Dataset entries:
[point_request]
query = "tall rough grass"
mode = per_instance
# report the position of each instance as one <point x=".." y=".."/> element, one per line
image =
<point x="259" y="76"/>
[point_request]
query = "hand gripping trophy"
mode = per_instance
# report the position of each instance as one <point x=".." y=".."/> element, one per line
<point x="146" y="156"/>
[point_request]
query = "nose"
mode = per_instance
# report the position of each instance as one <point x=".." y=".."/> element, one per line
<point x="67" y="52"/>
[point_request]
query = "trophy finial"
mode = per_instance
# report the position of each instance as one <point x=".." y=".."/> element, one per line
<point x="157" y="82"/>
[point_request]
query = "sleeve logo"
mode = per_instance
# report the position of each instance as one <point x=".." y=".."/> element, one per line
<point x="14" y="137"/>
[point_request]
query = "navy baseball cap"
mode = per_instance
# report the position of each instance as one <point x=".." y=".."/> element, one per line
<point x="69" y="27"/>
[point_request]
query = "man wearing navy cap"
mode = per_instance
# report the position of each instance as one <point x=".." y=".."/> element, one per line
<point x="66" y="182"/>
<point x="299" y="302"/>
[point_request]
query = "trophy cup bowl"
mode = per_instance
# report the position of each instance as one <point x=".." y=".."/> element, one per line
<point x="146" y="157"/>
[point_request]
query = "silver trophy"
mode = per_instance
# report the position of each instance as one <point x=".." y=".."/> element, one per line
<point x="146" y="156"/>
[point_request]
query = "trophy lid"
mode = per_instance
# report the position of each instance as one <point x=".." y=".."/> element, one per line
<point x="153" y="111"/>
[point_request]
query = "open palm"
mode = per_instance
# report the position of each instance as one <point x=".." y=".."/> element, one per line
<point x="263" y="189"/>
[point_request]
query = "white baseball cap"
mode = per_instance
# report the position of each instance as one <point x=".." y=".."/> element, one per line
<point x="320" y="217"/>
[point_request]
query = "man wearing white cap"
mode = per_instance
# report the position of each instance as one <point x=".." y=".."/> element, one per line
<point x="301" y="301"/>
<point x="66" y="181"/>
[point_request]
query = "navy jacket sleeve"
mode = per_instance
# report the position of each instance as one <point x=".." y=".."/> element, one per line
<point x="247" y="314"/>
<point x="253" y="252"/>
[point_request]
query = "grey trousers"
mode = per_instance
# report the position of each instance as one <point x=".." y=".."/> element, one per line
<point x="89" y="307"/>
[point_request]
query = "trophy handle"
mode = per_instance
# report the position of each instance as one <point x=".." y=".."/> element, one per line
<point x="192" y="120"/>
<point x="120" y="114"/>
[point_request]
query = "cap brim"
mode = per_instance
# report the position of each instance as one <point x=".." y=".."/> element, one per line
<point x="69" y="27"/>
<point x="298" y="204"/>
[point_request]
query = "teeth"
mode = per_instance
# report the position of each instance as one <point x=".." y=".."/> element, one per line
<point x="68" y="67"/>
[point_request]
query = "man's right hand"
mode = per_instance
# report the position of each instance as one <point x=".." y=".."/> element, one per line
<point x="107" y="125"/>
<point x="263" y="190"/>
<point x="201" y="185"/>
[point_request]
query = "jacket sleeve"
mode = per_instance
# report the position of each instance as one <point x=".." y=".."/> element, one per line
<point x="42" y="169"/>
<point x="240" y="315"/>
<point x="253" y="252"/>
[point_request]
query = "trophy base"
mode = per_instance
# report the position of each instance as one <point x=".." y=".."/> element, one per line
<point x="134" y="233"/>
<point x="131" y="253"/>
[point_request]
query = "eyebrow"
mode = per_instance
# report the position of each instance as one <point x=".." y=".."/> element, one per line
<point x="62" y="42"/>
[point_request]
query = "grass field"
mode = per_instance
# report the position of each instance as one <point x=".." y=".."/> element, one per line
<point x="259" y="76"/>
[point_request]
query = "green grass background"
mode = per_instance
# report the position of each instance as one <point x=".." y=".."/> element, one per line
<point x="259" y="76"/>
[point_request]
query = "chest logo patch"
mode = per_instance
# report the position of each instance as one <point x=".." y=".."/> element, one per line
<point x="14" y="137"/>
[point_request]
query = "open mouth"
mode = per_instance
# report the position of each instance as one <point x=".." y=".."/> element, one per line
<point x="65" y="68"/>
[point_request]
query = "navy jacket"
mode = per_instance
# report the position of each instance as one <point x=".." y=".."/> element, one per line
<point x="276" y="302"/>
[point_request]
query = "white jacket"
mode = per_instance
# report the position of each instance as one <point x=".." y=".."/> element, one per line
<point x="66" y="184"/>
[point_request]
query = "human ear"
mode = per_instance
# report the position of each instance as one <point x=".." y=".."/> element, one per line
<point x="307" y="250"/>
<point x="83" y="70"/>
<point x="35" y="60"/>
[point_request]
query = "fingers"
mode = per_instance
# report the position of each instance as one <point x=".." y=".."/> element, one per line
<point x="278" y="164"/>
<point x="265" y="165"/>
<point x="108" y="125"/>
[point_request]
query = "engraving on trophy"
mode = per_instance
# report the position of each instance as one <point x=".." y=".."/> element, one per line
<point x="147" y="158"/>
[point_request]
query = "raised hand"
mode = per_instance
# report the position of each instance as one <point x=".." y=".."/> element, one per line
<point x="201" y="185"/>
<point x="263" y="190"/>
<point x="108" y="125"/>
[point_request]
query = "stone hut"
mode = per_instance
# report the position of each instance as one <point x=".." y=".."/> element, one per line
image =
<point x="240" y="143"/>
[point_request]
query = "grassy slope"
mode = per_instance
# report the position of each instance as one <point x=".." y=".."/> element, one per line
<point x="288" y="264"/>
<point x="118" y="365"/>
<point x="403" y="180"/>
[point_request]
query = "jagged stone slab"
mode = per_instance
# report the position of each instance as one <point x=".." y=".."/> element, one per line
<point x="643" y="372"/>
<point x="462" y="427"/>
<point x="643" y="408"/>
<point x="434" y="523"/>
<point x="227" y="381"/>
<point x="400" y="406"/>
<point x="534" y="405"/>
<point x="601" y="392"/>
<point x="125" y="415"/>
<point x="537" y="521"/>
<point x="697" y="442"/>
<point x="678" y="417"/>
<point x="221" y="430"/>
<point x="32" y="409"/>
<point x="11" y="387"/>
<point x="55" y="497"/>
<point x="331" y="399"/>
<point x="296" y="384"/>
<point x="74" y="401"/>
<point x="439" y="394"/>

- PROBLEM STATEMENT
Search the records for the string "logo", and copy every line that holds it.

- WORKED SOLUTION
query = "sleeve logo"
query = "chest logo patch"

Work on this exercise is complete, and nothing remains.